- TEXT SECTION -
Court of Appeals of Georgia.
Mar 15, 2017
340 Ga. App. 765 (Ga. Ct. App. 2017)

Opinion

A16A2146

03-15-2017

RUTLEDGE v. The STATE.

Louis Rutledge Jr., for Appellant. Peter J. Skandalakis, La Grange, James L. Powers, for Appellee.


Louis Rutledge Jr., for Appellant.

Peter J. Skandalakis, La Grange, James L. Powers, for Appellee.

Reese, Judge. In April 2012, Louis Rutledge, Jr., pled guilty to burglary in the Superior Court of Troup County. He appeals pro se from the trial court's order denying his motion for an out-of-time appeal, in which he claimed that his guilty plea was invalid because neither the trial court nor his defense counsel informed him that, if he was sentenced as a recidivist under OCGA § 17-10-7 (c), he would not be eligible for parole. In his motion, Rutledge ("Appellant") also claimed that his trial counsel failed to notify him of his right to challenge the validity of his guilty plea on direct appeal or in a habeas corpus proceeding. Finally, Appellant contends that the trial court erred in finding that these issues could not be decided on the trial court's record and plea hearing transcript. For the reasons set forth, infra, we affirm.

The record shows the following undisputed facts. The State indicted Appellant for one count of burglary under former OCGA § 16-7-1 (b) ; the indictment did not charge Appellant as a recidivist. However, the State subsequently filed a notice of intent to introduce Appellant's criminal history during sentencing and to request that Appellant be sentenced as a recidivist under OCGA § 17-10-7. The notice showed that Appellant had been convicted of at least four prior burglaries, as well as other offenses. In April 2012, Appellant entered into a negotiated guilty plea to the burglary charge. Given Appellant's previous convictions, the trial court sentenced him as a recidivist to twenty years, with nine years to serve in prison, pursuant to OCGA § 17-10-7 (a) and (c).

- WRITTEN REQUEST 1 -
Substitute "lamp post" for "flagpole" in the records, from the line with "Locate the no" through the last line of the records, and reproduce those lines with nothing else changed.

- RECORDS SUPPLIED -
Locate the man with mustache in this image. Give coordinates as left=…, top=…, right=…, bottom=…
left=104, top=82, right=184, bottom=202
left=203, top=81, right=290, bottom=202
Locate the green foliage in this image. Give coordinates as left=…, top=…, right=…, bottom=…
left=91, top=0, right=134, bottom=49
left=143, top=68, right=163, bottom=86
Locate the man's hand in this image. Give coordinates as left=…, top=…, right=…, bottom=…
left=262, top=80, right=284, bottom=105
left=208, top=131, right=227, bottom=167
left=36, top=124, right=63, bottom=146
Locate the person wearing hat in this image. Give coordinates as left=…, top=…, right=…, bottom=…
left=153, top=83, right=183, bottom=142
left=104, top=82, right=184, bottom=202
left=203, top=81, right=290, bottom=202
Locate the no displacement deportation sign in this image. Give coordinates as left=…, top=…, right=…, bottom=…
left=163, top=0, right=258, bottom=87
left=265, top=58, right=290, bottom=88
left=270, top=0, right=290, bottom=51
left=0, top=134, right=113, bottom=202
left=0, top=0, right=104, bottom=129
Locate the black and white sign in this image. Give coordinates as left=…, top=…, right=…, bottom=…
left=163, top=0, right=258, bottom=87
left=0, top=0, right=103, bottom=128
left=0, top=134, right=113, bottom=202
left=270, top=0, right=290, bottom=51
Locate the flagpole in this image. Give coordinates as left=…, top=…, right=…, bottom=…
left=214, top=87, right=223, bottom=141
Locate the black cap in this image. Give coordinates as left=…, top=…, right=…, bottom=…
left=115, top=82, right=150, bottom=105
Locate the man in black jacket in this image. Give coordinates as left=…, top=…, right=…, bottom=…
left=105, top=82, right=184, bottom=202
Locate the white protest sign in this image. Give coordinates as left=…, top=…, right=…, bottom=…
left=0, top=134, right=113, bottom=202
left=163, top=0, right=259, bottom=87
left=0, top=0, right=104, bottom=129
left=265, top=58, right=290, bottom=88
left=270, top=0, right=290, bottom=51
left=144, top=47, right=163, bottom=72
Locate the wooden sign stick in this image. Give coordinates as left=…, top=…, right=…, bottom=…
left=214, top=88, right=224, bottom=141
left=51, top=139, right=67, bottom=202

- WRITTEN REQUEST 2 -
Write out the Georgia appeals court opinion in full, word for word.

- EXERCISE RESPONSE 1 -
Locate the no displacement deportation sign in this image. Give coordinates as left=…, top=…, right=…, bottom=…
left=163, top=0, right=258, bottom=87
left=265, top=58, right=290, bottom=88
left=270, top=0, right=290, bottom=51
left=0, top=134, right=113, bottom=202
left=0, top=0, right=104, bottom=129
Locate the black and white sign in this image. Give coordinates as left=…, top=…, right=…, bottom=…
left=163, top=0, right=258, bottom=87
left=0, top=0, right=103, bottom=128
left=0, top=134, right=113, bottom=202
left=270, top=0, right=290, bottom=51
Locate the lamp post in this image. Give coordinates as left=…, top=…, right=…, bottom=…
left=214, top=87, right=223, bottom=141
Locate the black cap in this image. Give coordinates as left=…, top=…, right=…, bottom=…
left=115, top=82, right=150, bottom=105
Locate the man in black jacket in this image. Give coordinates as left=…, top=…, right=…, bottom=…
left=105, top=82, right=184, bottom=202
Locate the white protest sign in this image. Give coordinates as left=…, top=…, right=…, bottom=…
left=0, top=134, right=113, bottom=202
left=163, top=0, right=259, bottom=87
left=0, top=0, right=104, bottom=129
left=265, top=58, right=290, bottom=88
left=270, top=0, right=290, bottom=51
left=144, top=47, right=163, bottom=72
Locate the wooden sign stick in this image. Give coordinates as left=…, top=…, right=…, bottom=…
left=214, top=88, right=224, bottom=141
left=51, top=139, right=67, bottom=202

- EXERCISE RESPONSE 2 -
Court of Appeals of Georgia.
Mar 15, 2017
340 Ga. App. 765 (Ga. Ct. App. 2017)

Opinion

A16A2146

03-15-2017

RUTLEDGE v. The STATE.

Louis Rutledge Jr., for Appellant. Peter J. Skandalakis, La Grange, James L. Powers, for Appellee.


Louis Rutledge Jr., for Appellant.

Peter J. Skandalakis, La Grange, James L. Powers, for Appellee.

Reese, Judge. In April 2012, Louis Rutledge, Jr., pled guilty to burglary in the Superior Court of Troup County. He appeals pro se from the trial court's order denying his motion for an out-of-time appeal, in which he claimed that his guilty plea was invalid because neither the trial court nor his defense counsel informed him that, if he was sentenced as a recidivist under OCGA § 17-10-7 (c), he would not be eligible for parole. In his motion, Rutledge ("Appellant") also claimed that his trial counsel failed to notify him of his right to challenge the validity of his guilty plea on direct appeal or in a habeas corpus proceeding. Finally, Appellant contends that the trial court erred in finding that these issues could not be decided on the trial court's record and plea hearing transcript. For the reasons set forth, infra, we affirm.

The record shows the following undisputed facts. The State indicted Appellant for one count of burglary under former OCGA § 16-7-1 (b) ; the indictment did not charge Appellant as a recidivist. However, the State subsequently filed a notice of intent to introduce Appellant's criminal history during sentencing and to request that Appellant be sentenced as a recidivist under OCGA § 17-10-7. The notice showed that Appellant had been convicted of at least four prior burglaries, as well as other offenses. In April 2012, Appellant entered into a negotiated guilty plea to the burglary charge. Given Appellant's previous convictions, the trial court sentenced him as a recidivist to twenty years, with nine years to serve in prison, pursuant to OCGA § 17-10-7 (a) and (c).